**REQUIREMENTS:** Return every line of the rows below that contains the word "white". Case counts, so a match must have the same uppercase and lowercase letters.

***

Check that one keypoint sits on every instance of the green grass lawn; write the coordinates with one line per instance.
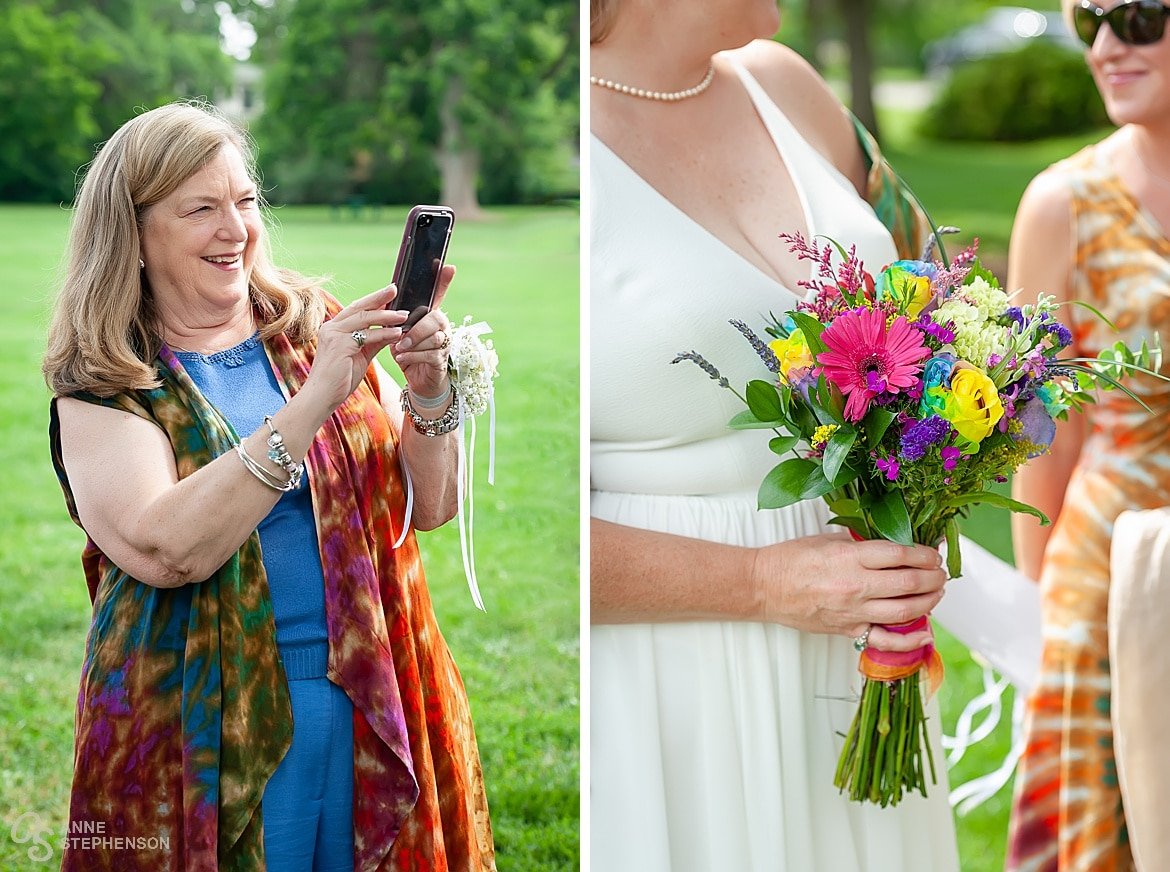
(975, 186)
(517, 270)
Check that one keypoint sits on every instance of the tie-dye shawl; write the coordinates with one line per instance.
(184, 708)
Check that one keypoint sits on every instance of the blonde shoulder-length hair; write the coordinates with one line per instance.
(601, 14)
(104, 332)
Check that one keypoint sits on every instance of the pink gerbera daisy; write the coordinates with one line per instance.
(865, 358)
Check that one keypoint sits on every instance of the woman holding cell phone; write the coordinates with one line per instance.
(263, 678)
(1092, 228)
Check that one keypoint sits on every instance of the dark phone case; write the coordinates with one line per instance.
(411, 297)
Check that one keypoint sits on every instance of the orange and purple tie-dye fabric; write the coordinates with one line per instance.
(1067, 812)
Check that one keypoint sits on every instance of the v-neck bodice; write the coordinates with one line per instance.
(662, 283)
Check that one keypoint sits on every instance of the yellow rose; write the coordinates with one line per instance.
(792, 351)
(972, 405)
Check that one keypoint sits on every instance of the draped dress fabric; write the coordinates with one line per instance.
(714, 743)
(1068, 812)
(184, 711)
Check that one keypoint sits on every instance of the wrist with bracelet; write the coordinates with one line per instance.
(280, 455)
(447, 423)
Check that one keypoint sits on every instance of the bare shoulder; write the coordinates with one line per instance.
(1041, 253)
(1044, 220)
(105, 439)
(809, 103)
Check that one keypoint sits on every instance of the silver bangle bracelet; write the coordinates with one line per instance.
(265, 475)
(279, 454)
(445, 424)
(431, 402)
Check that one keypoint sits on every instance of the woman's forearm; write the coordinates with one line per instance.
(1043, 483)
(433, 466)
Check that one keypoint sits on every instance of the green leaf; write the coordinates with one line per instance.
(979, 272)
(1094, 310)
(812, 329)
(803, 417)
(998, 500)
(858, 524)
(817, 485)
(763, 402)
(830, 400)
(838, 450)
(954, 557)
(845, 506)
(786, 482)
(748, 420)
(845, 475)
(890, 519)
(878, 421)
(782, 445)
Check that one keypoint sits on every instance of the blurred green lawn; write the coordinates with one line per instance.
(517, 270)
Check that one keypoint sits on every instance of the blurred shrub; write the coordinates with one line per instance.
(1038, 91)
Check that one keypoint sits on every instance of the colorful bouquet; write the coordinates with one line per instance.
(903, 400)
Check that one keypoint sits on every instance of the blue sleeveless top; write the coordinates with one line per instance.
(240, 383)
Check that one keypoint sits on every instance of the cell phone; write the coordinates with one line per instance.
(420, 259)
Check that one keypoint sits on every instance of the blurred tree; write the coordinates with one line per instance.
(47, 118)
(71, 71)
(857, 14)
(459, 100)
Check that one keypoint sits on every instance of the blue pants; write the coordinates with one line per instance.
(308, 805)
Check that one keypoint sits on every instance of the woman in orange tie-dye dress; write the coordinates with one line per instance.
(1093, 228)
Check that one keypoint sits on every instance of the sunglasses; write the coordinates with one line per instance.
(1138, 22)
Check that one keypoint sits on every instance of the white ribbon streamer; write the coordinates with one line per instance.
(972, 794)
(410, 503)
(465, 468)
(991, 699)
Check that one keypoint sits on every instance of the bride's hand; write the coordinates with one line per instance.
(832, 584)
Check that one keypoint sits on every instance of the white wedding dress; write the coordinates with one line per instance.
(713, 745)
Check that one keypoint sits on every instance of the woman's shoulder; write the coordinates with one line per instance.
(1093, 162)
(807, 101)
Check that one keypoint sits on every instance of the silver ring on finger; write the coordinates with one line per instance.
(860, 643)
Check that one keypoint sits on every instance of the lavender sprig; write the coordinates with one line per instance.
(763, 351)
(704, 365)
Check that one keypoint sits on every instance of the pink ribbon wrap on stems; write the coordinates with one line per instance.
(893, 665)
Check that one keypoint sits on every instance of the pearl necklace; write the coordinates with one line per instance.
(663, 96)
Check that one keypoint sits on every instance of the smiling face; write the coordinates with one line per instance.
(1134, 80)
(199, 242)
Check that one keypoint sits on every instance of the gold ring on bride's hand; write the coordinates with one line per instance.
(860, 643)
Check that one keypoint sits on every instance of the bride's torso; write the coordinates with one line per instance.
(670, 263)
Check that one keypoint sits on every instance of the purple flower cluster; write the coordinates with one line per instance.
(920, 436)
(1062, 335)
(943, 332)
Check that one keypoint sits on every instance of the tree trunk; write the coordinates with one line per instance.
(459, 164)
(814, 14)
(861, 62)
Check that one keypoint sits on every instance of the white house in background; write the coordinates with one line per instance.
(245, 100)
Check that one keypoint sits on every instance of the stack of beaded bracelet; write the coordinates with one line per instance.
(445, 424)
(280, 455)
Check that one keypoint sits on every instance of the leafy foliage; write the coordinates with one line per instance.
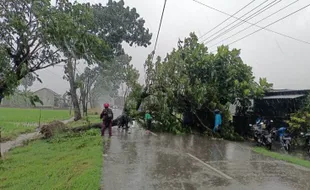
(300, 121)
(35, 34)
(190, 79)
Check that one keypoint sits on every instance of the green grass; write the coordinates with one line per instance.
(287, 158)
(69, 161)
(15, 121)
(91, 118)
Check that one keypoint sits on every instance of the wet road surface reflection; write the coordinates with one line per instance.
(143, 161)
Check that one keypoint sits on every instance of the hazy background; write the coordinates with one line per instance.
(283, 61)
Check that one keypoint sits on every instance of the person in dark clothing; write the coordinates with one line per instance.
(107, 118)
(148, 120)
(123, 121)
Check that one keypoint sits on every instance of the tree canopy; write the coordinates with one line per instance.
(190, 79)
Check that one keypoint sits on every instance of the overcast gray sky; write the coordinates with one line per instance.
(285, 62)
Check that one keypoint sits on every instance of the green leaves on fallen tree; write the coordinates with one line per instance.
(190, 79)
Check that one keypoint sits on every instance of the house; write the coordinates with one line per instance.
(277, 104)
(49, 98)
(280, 103)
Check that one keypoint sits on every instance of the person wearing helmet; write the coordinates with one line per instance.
(107, 118)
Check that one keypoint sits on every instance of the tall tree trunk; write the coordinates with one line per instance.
(73, 87)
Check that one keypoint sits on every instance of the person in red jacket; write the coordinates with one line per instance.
(107, 118)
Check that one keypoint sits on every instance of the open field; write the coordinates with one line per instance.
(15, 121)
(67, 161)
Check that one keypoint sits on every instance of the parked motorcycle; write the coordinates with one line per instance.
(307, 136)
(262, 137)
(287, 139)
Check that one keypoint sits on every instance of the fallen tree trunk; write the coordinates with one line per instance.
(93, 126)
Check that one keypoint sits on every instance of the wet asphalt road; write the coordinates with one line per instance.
(144, 161)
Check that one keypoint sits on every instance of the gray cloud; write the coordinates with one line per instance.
(283, 61)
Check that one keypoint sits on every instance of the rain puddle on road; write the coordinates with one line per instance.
(145, 161)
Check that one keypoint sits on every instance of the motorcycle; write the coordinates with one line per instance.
(287, 139)
(307, 136)
(262, 137)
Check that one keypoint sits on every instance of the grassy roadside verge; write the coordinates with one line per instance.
(286, 158)
(67, 161)
(16, 121)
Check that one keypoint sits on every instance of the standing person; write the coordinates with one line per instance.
(281, 131)
(218, 121)
(148, 120)
(107, 118)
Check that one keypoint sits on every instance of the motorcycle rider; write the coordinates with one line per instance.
(107, 118)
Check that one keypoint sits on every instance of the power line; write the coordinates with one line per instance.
(256, 23)
(302, 8)
(235, 20)
(226, 19)
(273, 3)
(263, 28)
(160, 24)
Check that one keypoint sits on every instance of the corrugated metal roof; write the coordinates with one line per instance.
(284, 96)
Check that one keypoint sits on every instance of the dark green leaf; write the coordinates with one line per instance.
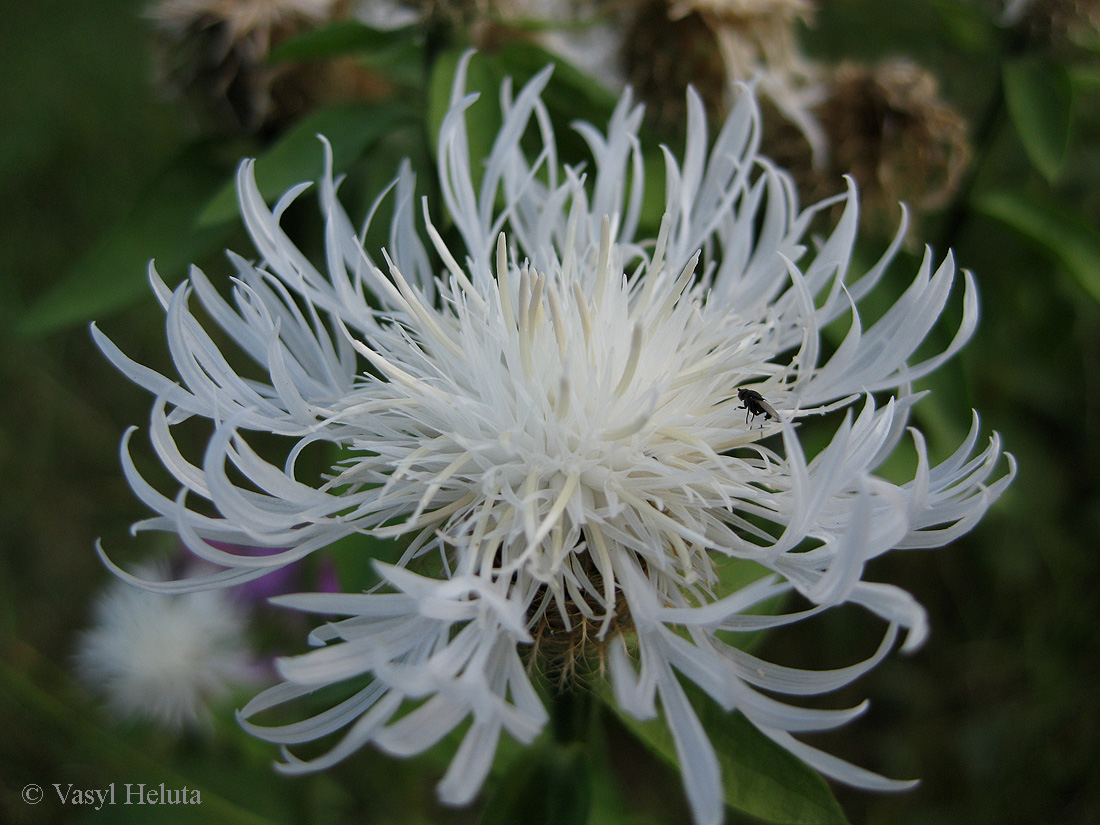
(483, 119)
(298, 155)
(1065, 234)
(759, 777)
(347, 36)
(1040, 98)
(162, 226)
(571, 94)
(545, 784)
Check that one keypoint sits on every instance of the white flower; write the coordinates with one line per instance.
(553, 421)
(163, 658)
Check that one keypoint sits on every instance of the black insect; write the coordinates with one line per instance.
(755, 405)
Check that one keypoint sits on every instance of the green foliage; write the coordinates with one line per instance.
(351, 130)
(161, 227)
(1065, 234)
(1040, 98)
(759, 777)
(547, 783)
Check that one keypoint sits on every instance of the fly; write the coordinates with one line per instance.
(755, 405)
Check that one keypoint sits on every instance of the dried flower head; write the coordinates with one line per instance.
(551, 419)
(215, 53)
(759, 40)
(164, 658)
(889, 129)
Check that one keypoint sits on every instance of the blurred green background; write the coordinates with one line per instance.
(999, 714)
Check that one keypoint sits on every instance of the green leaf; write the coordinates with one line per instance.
(298, 155)
(758, 777)
(396, 54)
(161, 226)
(571, 94)
(1040, 98)
(1065, 234)
(545, 784)
(483, 119)
(342, 37)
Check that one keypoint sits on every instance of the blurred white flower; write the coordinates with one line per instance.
(553, 421)
(161, 658)
(758, 39)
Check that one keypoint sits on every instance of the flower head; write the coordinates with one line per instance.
(552, 421)
(164, 658)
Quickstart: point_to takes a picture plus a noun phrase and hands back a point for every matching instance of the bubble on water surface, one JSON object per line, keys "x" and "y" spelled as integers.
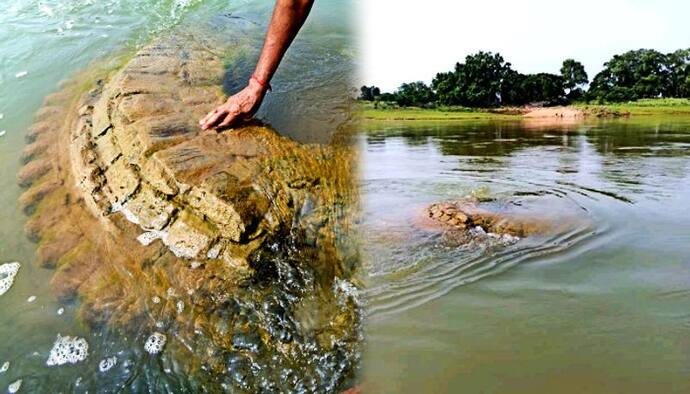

***

**TASK RESPONSE:**
Check that one keypoint sits on every instance of the white ribbon streamer; write the coordinates with one line per instance.
Check that one keypoint sits on every instance of the white wedding dress; write the coordinates with one line per instance.
Check that one keypoint sits on every instance of the white house in background; write the coordinates with one line per instance.
Check that one keypoint sits on every instance of the white flower; write the coordinates with one line per instance.
Check that one keypoint sits on every instance of the blurred white flower; write the coordinates with one line per instance.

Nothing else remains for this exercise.